Items listed in a dataset →
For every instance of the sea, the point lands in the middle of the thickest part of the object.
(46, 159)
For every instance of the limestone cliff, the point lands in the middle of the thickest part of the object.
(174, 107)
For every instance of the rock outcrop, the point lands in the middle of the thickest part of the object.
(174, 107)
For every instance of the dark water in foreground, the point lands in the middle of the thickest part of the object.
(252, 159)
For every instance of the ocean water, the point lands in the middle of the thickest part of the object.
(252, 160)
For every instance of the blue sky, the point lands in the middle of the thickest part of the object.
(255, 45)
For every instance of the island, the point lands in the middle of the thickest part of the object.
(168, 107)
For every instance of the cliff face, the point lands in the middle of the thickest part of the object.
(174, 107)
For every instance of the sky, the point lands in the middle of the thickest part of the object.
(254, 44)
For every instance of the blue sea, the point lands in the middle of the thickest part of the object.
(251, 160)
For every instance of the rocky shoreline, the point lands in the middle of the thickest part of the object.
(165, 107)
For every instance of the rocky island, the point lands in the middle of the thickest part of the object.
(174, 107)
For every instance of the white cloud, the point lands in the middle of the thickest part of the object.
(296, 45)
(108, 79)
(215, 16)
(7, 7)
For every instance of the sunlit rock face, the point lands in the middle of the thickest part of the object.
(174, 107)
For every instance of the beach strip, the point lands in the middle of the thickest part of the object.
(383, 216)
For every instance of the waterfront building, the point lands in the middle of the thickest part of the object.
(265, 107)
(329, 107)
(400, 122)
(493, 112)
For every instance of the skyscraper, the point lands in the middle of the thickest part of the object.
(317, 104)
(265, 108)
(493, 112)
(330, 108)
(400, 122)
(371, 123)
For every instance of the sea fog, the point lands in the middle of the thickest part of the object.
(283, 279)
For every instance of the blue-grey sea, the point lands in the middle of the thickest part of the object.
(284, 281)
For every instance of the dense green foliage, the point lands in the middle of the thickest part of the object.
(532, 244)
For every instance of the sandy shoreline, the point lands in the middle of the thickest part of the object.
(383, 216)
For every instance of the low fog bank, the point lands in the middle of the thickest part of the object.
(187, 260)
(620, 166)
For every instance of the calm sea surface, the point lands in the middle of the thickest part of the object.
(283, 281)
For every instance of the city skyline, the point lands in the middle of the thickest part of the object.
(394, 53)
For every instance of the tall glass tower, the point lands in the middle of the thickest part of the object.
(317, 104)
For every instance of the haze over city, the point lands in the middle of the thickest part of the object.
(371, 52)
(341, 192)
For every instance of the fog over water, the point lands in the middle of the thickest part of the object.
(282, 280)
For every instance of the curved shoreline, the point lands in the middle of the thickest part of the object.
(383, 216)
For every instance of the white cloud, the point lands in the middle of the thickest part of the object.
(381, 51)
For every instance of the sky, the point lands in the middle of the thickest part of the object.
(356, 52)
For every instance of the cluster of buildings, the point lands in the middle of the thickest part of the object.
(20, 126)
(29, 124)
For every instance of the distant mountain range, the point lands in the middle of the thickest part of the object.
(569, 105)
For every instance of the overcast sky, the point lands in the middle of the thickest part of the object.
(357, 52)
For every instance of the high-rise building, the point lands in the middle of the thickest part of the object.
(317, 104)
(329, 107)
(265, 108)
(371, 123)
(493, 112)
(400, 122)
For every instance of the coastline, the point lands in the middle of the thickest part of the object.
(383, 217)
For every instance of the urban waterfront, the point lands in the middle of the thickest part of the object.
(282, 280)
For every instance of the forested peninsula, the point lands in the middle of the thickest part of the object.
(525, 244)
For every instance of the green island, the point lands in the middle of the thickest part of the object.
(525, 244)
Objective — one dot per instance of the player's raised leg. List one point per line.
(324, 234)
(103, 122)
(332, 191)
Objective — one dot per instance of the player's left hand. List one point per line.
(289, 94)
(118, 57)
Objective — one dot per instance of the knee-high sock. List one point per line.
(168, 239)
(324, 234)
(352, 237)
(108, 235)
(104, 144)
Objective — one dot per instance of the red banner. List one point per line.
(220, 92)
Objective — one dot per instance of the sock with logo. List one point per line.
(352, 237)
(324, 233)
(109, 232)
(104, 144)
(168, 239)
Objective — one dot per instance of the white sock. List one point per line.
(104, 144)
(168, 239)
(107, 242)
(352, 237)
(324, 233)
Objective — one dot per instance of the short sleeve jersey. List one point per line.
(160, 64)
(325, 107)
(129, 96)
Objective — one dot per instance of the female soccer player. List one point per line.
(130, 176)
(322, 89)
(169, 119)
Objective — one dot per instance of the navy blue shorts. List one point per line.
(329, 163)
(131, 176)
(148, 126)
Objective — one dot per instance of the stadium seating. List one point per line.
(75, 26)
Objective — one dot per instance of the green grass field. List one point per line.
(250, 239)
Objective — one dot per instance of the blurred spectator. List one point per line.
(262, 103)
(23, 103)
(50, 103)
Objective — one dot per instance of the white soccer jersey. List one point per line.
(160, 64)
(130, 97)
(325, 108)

Direction → Write out exactly the lines starting with the one that holds "For every instance of the forested" and running through the last line above.

Correct output →
For every instance of the forested peninsula, the point lands in the middle of the thickest part of the object.
(525, 244)
For every instance of the green island, the point lands in the middle of the thickest part of the object.
(525, 244)
Objective — one dot per instance of the player's raised leg. List one point per line.
(324, 234)
(103, 122)
(332, 191)
Objective — one dot per instance of the player's left hand. List one point per line.
(289, 94)
(118, 57)
Objective — one dot per instance of the knee-high sock. List one point per line.
(168, 239)
(324, 234)
(352, 237)
(108, 235)
(104, 144)
Objective — one dot per instance of the red banner. List one point per line.
(220, 92)
Objective — one dot per instance of the sock with logo. List one point per line.
(352, 237)
(324, 233)
(109, 232)
(104, 144)
(168, 239)
Objective — one dot per instance of the white sock. List one point per line.
(104, 144)
(168, 239)
(107, 242)
(352, 237)
(324, 233)
Objective — one dot per instance of the short sleeve jersey. List one point per line.
(160, 64)
(325, 107)
(129, 96)
Objective — one dot per instance of the female soccer player. List one point per line.
(130, 176)
(322, 89)
(169, 119)
Objective — one dot per instance of the navy blue shorts. List one point per line.
(329, 163)
(131, 176)
(148, 126)
Objective — one dot per instance of the stadium seating. List one point per line.
(75, 26)
Objective — one dot per instance of the green grass field. List one point per line.
(250, 239)
Objective — one dot per instance of the blurred spectator. List one point per line.
(262, 103)
(23, 103)
(50, 103)
Objective — one dot per instance of the white soccer jersey. List one point per line.
(160, 64)
(130, 97)
(325, 108)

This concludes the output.